Provided text
>>>

Reputation: 343
I have got a dataframe that contains a text and result
Text Result
0 some text... True
1 another one... False
And I have got a function that does a feature extraction from text - returns dict with about 1000 keys that are words and T/F values depending if the word was in a text.
words = ["some", "text", "another", "one", "other", "words"]
def extract(text):
result = dict()
for w in words:
result[w] = (w in text)
return result
Result I am expecting is
Text some text another one other words Result
0 some text... True True False False False False True
1 another one... False False True True False False False
But I don't know how to apply this on a dataframe? What I have done so far is to create columns with default False value, but I have no clue how to populate it with True values.
for feature in words:
df[feature] = False
I guess that there is better way to do it in pandas?
Upvotes: 3
Views: 59
Reputation: 294278
Use pd.Series.str.get_dummies
with pd.DataFrame.reindex
exp = (
df.Text.str.get_dummies(' ')
.reindex(columns=words, fill_value=0)
.astype(bool)
)
df.drop('Result', 1).join(exp).join(df.Result)
Text some text another one other words Result
0 some text True True False False False False True
1 another one False False True True False False False
Explanation
get_dummies
gives dummy columns for each word found, simple enough. However, I use reindex in order to represent all the words we care about. The fill_value
and astype(bool)
are there to match OPs output. I use drop
and join(df.Result)
as a pithy way to get Result
to the end of the dataframe.
Upvotes: 2
Reputation: 792
You can apply a function to a dataframe column like this:
def func(): # some function that you want to apply to each row in a column
return None
new_row = df['column_name'].apply(func)
After that you can append the new_row
to your existing dataframe.
There's also a similar function but for applying function to entire dataframe.
Edit:
df = pd.DataFrame(['some text...', 'another one...'], columns=['Text'])
words = ["some", "text", "another", "one", "other", "words"]
def extract(text):
result = dict()
for w in words:
result[w] = (w in text)
return result.values()
new_cols = pd.DataFrame(df['Text'].apply(extract), columns=words)
result_df = pd.concat([df, new_cols], axis=1)
Upvotes: 0

<<<

Stored data

>>>

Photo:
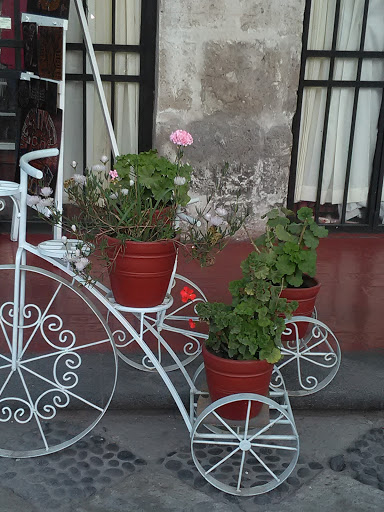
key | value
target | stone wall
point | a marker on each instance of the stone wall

<<<

Task statement
Decide whether each statement agrees with the pandas forum thread, and answer yes or no for each, quoting the words from the thread that decide it.
1. The answer that uses get_dummies fills the missing word columns with 0 before turning them into booleans.
2. The asker's feature extraction function returns a list of words.
3. The asker's own code creates the new columns with True as the default value.
The data has no connection to the text.

Full response
1. Yes: ".reindex(columns=words, fill_value=0)"
2. No: "returns dict with about 1000 keys that are words and T/F values"
3. No: "create columns with default False value"